Point labeling examples:
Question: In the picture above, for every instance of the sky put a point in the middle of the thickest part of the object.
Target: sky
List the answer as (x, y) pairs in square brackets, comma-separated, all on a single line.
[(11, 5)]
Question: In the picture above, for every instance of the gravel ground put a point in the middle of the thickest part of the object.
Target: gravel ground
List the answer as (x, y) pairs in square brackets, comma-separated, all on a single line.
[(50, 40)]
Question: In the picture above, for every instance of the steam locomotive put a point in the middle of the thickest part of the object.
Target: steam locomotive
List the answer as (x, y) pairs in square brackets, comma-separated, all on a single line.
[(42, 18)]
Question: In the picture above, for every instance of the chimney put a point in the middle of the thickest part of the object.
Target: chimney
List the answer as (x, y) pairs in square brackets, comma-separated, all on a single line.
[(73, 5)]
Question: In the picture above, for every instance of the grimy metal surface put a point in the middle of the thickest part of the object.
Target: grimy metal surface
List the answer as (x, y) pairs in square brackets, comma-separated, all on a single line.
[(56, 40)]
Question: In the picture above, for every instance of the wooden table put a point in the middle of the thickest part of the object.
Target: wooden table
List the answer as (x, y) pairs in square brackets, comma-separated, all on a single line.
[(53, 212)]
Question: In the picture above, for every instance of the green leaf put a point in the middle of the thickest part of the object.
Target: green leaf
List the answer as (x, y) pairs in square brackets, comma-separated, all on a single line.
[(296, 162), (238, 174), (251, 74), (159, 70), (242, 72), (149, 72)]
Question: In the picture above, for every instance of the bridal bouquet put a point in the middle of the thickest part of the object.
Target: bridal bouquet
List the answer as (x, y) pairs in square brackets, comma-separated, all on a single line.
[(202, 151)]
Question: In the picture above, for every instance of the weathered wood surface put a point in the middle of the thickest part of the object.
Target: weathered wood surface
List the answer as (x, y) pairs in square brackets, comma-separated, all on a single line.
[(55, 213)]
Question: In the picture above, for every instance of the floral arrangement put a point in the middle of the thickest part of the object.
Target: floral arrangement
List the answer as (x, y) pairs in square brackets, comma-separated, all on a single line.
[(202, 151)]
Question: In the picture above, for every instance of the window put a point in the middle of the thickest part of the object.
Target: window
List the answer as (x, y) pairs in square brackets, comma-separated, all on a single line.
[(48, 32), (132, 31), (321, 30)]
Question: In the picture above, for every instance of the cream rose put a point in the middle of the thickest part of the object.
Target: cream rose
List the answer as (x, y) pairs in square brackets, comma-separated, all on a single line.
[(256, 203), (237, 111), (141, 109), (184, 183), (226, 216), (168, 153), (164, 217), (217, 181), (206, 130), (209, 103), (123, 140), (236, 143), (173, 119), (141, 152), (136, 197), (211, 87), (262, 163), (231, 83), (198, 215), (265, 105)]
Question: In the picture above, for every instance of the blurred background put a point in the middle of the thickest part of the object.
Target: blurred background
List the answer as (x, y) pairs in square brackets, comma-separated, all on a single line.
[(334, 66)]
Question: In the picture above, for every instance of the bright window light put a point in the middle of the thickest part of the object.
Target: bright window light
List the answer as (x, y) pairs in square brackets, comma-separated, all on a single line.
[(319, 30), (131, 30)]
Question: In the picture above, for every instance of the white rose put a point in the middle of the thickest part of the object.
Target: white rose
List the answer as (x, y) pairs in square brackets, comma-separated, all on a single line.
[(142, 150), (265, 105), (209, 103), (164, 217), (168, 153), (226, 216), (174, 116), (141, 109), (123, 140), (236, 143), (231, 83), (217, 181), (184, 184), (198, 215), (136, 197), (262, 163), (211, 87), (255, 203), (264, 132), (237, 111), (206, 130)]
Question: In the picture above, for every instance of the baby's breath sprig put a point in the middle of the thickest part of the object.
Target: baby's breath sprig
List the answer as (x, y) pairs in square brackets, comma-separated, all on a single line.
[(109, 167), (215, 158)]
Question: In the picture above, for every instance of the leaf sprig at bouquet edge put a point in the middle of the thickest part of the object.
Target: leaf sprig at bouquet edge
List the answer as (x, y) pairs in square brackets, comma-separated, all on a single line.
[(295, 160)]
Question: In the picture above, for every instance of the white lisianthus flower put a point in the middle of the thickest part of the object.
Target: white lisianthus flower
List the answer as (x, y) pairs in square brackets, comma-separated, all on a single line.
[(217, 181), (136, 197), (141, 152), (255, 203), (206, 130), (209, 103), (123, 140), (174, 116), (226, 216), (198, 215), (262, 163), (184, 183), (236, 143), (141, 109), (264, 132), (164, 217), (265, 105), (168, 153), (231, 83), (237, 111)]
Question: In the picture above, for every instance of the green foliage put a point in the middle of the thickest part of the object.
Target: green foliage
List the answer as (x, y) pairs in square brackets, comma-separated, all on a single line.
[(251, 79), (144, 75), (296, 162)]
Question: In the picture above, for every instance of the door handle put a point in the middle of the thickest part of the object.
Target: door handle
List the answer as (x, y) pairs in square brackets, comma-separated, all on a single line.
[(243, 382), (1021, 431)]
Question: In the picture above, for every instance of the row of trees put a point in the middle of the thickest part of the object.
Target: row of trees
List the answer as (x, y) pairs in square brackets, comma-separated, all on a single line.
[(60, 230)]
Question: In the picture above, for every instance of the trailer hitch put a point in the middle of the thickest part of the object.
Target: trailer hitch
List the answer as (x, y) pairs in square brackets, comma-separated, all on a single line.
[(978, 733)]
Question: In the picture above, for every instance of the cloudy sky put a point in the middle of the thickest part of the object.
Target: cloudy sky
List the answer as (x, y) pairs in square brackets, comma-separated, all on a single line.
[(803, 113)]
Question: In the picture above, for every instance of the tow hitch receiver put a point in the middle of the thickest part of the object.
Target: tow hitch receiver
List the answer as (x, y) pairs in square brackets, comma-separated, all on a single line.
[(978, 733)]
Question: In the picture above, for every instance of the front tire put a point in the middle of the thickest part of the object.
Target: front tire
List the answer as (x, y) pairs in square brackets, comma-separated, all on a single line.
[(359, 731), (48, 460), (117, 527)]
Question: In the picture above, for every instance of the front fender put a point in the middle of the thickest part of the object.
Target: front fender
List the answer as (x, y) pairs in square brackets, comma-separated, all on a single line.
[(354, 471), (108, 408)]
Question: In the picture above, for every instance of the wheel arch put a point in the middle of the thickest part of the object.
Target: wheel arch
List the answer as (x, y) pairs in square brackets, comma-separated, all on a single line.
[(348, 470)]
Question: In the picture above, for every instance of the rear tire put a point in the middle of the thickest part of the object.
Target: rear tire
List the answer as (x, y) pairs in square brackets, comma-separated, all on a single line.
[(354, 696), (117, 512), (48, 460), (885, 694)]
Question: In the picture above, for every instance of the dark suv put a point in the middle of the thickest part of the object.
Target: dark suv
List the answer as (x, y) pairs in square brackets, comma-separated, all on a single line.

■ WORK TO COMPLETE
Return every one of the items above verbatim, from the first through the last.

■ EXERCISE OUTPUT
Question: In the picture above, for every instance of the sky put a point in the middle of the thickest part of the object.
Target: sky
List the answer as (x, y) pairs in square brackets, comma-separated, all on a single line.
[(11, 5)]
Question: In the picture above, for every instance of the gravel ground put a point in the middle of the thickest part of the object.
Target: gravel ground
List the answer as (x, y) pairs in square brackets, comma-separated, all on a single line.
[(50, 40)]
Question: In the picture above, for every instance of the steam locomotive put a point in the middle of the thickest part of the object.
Target: steam locomotive
List the answer as (x, y) pairs in square brackets, comma-separated, all on a single line.
[(42, 18)]
Question: In the picture above, for every instance of the chimney put a point in the middle of the thickest part of the object.
Target: chimney
List the answer as (x, y) pairs in square brackets, comma-separated, all on a single line.
[(73, 5)]
Question: In the picture above, for every instance of the grimy metal surface put a point in the middle of the thickest part of the object.
Target: grimy metal surface
List the answer as (x, y) pairs in square brackets, comma-separated, all on a single line.
[(56, 40)]
Question: In the picture above, for every instance of the wooden table put a point in the middle of the thickest part of the object.
Target: wooden table
List the answer as (x, y) pairs in square brackets, comma-separated, all on a single line.
[(53, 212)]
Question: In the picture above, for every instance of the green leaf put a point in the middle of the thickest part of the object.
Target: green leaf
List the answer as (x, y) pairs in square brackets, comma-separated, all on a single line.
[(296, 162), (238, 174), (251, 74), (159, 70), (242, 72), (149, 72)]
Question: In the picture above, for every instance of the bridal bouquet put a point in the middle of the thickest part of the object.
Target: bridal bouquet
List the answer as (x, y) pairs in square brackets, comma-separated, all on a single line.
[(202, 151)]
Question: In the picture above, for every instance of the weathered wood surface put a point in the middle of the thickest part of the object.
Target: weathered wood surface
List the answer as (x, y) pairs in square brackets, comma-separated, all on a single line.
[(55, 213)]
Question: In the picture above, for every instance of the floral arrangement put a point in the middle of the thickest part of the object.
Target: floral arrangement
List the answer as (x, y) pairs in square brackets, comma-separated, all on a single line.
[(202, 151)]
Question: In the picture above, for every instance of the window put a point in the middle of the thickest part of the object.
Target: window
List the answer as (x, y) pairs in square brackets, comma-separated, all on a single line.
[(48, 32), (132, 31), (321, 30)]
Question: In the picture above, for every instance of the cream rose put a point in the middle of the thickest part of the object.
Target: cream rose
List the answer as (x, y) pairs in square brackets, comma-separated, all on a single line.
[(256, 203), (237, 111), (141, 109), (184, 183), (226, 216), (168, 153), (164, 217), (217, 181), (206, 130), (209, 103), (123, 140), (236, 143), (173, 119), (141, 152), (136, 197), (211, 87), (262, 163), (231, 83), (198, 215), (265, 105)]
Question: In the picture above, for every instance of the blurred background put a point in the middle of the thickest part of the object.
Target: blurred background
List the answer as (x, y) pairs in square brackets, comma-separated, all on a single line.
[(334, 66)]
Question: In the picture above, for every instance of the bright window light put a point in the middle of the thickest part of the object.
Target: bright window light
List the answer as (x, y) pairs in square brackets, comma-separated, all on a single line.
[(319, 30), (131, 30)]
Question: In the picture above, for every instance of the white rose put a point in the middle of the thickest part of the object.
Target: white rose
List the answer as (x, y) pairs in square brackets, comma-separated, all on a single line.
[(142, 150), (265, 105), (209, 103), (164, 217), (168, 153), (226, 216), (174, 116), (141, 109), (123, 140), (236, 143), (231, 83), (217, 181), (184, 184), (198, 215), (136, 197), (262, 163), (211, 87), (255, 203), (264, 132), (237, 111), (206, 130)]
Question: In the picture above, for every instance of the baby's breath sprig put a point in the middle of the thickest part of the object.
Target: baby's breath sprig
List the answer as (x, y) pairs in square brackets, comma-separated, all on a single line.
[(109, 167), (215, 158)]
Question: In the picture above, for every instance of the leaf sprig at bouquet edge put a point in the middle of the thickest part of the object.
Target: leaf sprig at bouquet edge
List the answer as (x, y) pairs in square brackets, comma-separated, all on a single line.
[(295, 160)]
Question: In the picture above, for every instance of the white lisianthus flower put a point in the middle of the thickest part of the object.
Target: white lisianthus flower
List the answer as (x, y) pairs in square brackets, comma-separated, all on a single line.
[(217, 181), (136, 197), (141, 152), (255, 203), (206, 130), (209, 103), (123, 140), (174, 116), (226, 216), (198, 215), (262, 163), (184, 183), (236, 143), (141, 109), (264, 132), (164, 217), (265, 105), (168, 153), (231, 83), (237, 111)]
Question: In the picture above, for every instance of the green foliage put a point in the middle of the thickest part of the object.
Target: green foliage
List the answer as (x, y) pairs in square brackets, comma-separated, all on a single line.
[(251, 79), (144, 75), (296, 162)]
Question: In the picture above, for every instance of the door handle put a point in the middle of the thickest part of the object.
Target: door handle
List the answer as (x, y) pairs in square brackets, comma-separated, all on a single line.
[(243, 382), (1021, 431)]
Question: In the picture above, for every instance of the row of trees put a point in the middle of the thickest part of the object.
Target: row of trees
List the answer as (x, y) pairs in square brackets, comma-separated, all on a single line.
[(60, 230)]
Question: In the picture above, for every instance of the trailer hitch put a point in the middle of the thickest part of the object.
Target: trailer hitch
List the answer as (x, y) pairs in square brackets, comma-separated, all on a single line.
[(978, 733)]
Question: In the picture above, for every instance of the cloudy sky put a point in the middle of the thickest part of the object.
Target: cloudy sky
List the answer as (x, y) pairs in square brackets, comma-separated, all on a single line.
[(803, 113)]
Question: In the picture above, for every instance of the tow hitch receiver put a point in the middle of the thickest part of the object.
Target: tow hitch receiver
List the answer as (x, y) pairs in square brackets, comma-separated, all on a single line.
[(978, 733)]
Question: In the picture above, for every instance of the front tire put a point in the middle of the thickest part of the object.
Target: front tire
List the answer as (x, y) pairs in square brackets, comma-separated, all on a single line.
[(359, 731), (48, 460), (117, 527)]
Question: In the picture above, for every instance of the front fender put a point in the middle of the thickest part of the object.
Target: front fender
List the answer as (x, y) pairs in square brackets, comma-separated, all on a single line.
[(354, 471), (108, 408)]
Question: In the picture above, for every instance of the wheel arch put a point in the middle of the thickest part of the object.
Target: wheel arch
List the answer as (x, y) pairs in square brackets, comma-separated, all on a single line.
[(348, 470)]
Question: In the picture above, for every instance of the rear tire put a point in the middle of the thickest part of the object.
Target: rear tire
List the answer as (x, y) pairs in square brackets, comma-separated, all on a single line.
[(354, 696), (117, 512), (48, 460), (885, 694)]
Question: In the picture above, for every instance of the dark suv put a point in the middle of the thickest part of the object.
Target: dark suv
List the answer as (x, y) pairs in square brackets, comma-separated, all on a single line.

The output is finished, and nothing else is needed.